◆ **Selected passage**:
====

The French UN ambassador warned that the Burmese government’s refusal to allow aid to be delivered to those who needed it “could lead to a true crime against humanity”.
“Hundreds of thousands of lives are in jeopardy and we think that the primary responsibility of the government of Myanmar (Burma) is to help and open the borders so that the international aid could come into the place,” he said.
A US naval task force is also waiting off the Burmese coast for permission to deliver large consignments of aid, including drinking water, but so far the Burmese military government has refused relief aid arriving by sea.
Foreign aid agencies, too, are frustrated at the slow progress of aid to areas worst hit, especially in the Irrawaddy Delta.
However, a team of 50 Indian medical personnel is being flown into Rangoon on Saturday, equipped with medical supplies.
The BBC’s Sanjoy Majumder says the government is making an exception to its reluctance to accept foreign aid, because India has close ties to the Burmese junta.
A BBC reporter in the delta this week saw little sign of official help and foreign aid workers have been barred from the area.
Natalia Antelava saw muddy river banks lined with white, swollen bodies, and found survivors with barely enough rice to live on.
The Red Cross is seeking more than $50m (£26m) in aid to help survivors of the storm which struck on 2-3 May.
Heavy rain has been lashing the region, compounding the misery of cyclone survivors.
The UN Humanitarian Co-ordinator, John Holmes, is due to visit Rangoon, Burma’s main city, on Sunday in a bid to persuade the military government to grant more access to UN relief workers and expand its aid effort.
Earlier, the EU’s top aid official, Louis Michel, was denied permission to visit the delta region. He said he was given no explanation why disaster emergency experts were being refused visas.
But Burma’s authorities have promised to take foreign diplomats on a tour of the region this weekend, although it is not clear how much access the group will have to areas outside the official tour route.
‘Beggars for miles’
Burma blamed its sudden increase in the estimated death toll on difficulties in confirming the extent of damage in the worst-affected areas.
The difficulty in getting accurate figures is inevitable bearing in mind the scarce resources there are on the ground to assess the needs of survivors, says the BBC’s Chris Hogg in Bangkok.
A Reuters team travelling to Kunyangon, around 100km (60 miles) south-west of Rangoon, found rows of beggars stretching for miles on either side of a road.
Men, women and children stood in the mud and rain, hands clasped together in supplication at the occasional passing aid vehicle.
Many relief workers are awaiting visas and most of those who have been allowed into the country remain confined to Rangoon.
‘Time is life’
Speaking in Bangkok after his visit to Burma, the EU’s Louis Michel said the world needed to impress upon Burma’s rulers the urgency of survivors’ needs.
“Time is life,” he said.
“Every possible pressure – all rhetorical and diplomatic means – must be used to get them to understand that they must help us help them.”
At this stage it is not clear who he will be able to talk to given that Burma’s leader, Thein Sein, has refused to answer calls from UN Secretary General Ban Ki-Moon.
In the last few days, Burma has agreed to allow a few experts from neighbouring countries in to help.
While this may not be as many as the international community thinks are needed, UN officials believe this is an opportunity to show the military government that aid-workers’ motives are humanitarian, not political.
According to the Red Cross, aid agencies have been able to reach less than a third of cyclone victims and hundreds of thousands of people are at risk of diseases such as dysentery because of lack of clean water.
The Association of South East Asian Nations (Asean) is due to hold a high-level meeting in the coming days that is expected to lay the framework for a broader aid donors’ conference.
Burma’s military leadership, meanwhile, has warned that those who hoard or sell aid on the black market will be prosecuted, amid international reports of misuse of some aid shipments.

====

◆ **Stored data**:

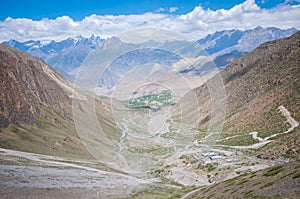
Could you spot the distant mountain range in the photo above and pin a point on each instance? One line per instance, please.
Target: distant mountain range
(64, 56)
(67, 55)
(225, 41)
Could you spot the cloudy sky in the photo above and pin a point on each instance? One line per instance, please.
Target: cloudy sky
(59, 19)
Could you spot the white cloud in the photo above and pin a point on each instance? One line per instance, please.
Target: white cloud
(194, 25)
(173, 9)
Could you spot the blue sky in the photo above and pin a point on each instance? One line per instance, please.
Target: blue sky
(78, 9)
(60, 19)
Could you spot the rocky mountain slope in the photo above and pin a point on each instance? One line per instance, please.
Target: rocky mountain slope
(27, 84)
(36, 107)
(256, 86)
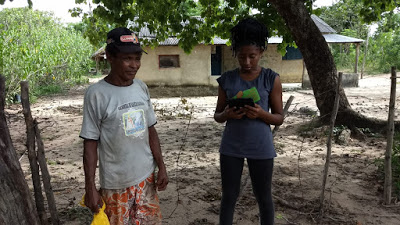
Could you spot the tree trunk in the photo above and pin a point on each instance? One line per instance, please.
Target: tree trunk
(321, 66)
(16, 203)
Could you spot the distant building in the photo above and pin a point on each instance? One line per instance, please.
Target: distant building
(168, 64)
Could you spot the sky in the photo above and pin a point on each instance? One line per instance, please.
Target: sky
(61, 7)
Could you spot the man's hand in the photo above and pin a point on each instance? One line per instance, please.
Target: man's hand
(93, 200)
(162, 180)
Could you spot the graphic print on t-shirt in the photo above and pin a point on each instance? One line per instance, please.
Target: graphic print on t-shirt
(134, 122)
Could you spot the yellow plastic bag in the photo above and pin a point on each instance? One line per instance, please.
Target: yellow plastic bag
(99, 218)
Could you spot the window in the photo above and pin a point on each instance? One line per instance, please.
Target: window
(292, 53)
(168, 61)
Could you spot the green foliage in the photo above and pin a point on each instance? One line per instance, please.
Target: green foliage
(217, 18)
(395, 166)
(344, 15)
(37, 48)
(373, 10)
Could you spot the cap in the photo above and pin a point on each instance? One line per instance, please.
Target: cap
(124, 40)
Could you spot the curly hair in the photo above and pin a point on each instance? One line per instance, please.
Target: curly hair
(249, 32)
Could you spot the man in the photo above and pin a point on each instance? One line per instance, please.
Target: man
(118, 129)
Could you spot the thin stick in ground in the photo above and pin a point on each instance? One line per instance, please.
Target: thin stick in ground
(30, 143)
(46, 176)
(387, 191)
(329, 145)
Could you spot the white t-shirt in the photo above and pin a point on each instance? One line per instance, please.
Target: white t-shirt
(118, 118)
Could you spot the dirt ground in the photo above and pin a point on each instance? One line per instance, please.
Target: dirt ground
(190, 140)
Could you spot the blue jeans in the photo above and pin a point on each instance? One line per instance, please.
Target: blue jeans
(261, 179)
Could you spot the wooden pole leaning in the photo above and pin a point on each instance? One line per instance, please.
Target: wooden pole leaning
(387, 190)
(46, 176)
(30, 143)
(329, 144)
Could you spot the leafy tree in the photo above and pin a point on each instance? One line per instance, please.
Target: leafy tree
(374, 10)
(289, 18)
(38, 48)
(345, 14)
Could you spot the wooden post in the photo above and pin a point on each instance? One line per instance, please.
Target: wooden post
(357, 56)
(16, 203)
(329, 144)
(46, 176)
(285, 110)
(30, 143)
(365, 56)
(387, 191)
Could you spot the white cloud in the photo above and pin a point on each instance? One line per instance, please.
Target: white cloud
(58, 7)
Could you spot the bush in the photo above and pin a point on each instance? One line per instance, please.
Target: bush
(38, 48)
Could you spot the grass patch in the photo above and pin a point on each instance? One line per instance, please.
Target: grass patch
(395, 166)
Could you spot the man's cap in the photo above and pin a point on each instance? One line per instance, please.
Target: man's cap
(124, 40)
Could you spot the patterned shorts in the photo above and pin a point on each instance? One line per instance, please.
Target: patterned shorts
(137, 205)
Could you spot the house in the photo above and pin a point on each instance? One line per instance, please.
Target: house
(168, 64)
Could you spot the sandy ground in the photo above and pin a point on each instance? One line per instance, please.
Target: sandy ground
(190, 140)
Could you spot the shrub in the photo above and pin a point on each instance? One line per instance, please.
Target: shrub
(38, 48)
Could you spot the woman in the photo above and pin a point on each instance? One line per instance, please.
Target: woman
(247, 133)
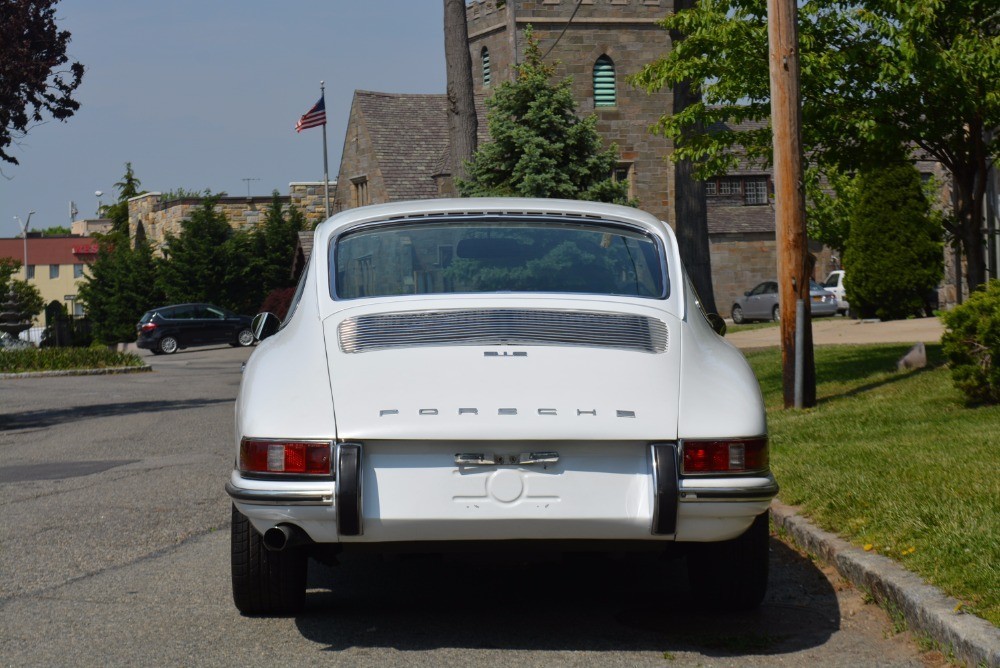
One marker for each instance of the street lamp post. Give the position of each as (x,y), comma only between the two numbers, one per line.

====

◆ **Problem set**:
A. Copy the Burma cyclone aid report again, everything from "In the last" down to "of clean water.", and rename "Red Cross" as "Red Crescent" throughout that span.
B. According to the Burma cyclone aid report, how many Indian medical personnel are being flown into Rangoon on Saturday?

◆ **Expected results**:
A.
In the last few days, Burma has agreed to allow a few experts from neighbouring countries in to help.
While this may not be as many as the international community thinks are needed, UN officials believe this is an opportunity to show the military government that aid-workers’ motives are humanitarian, not political.
According to the Red Crescent, aid agencies have been able to reach less than a third of cyclone victims and hundreds of thousands of people are at risk of diseases such as dysentery because of lack of clean water.

B. 50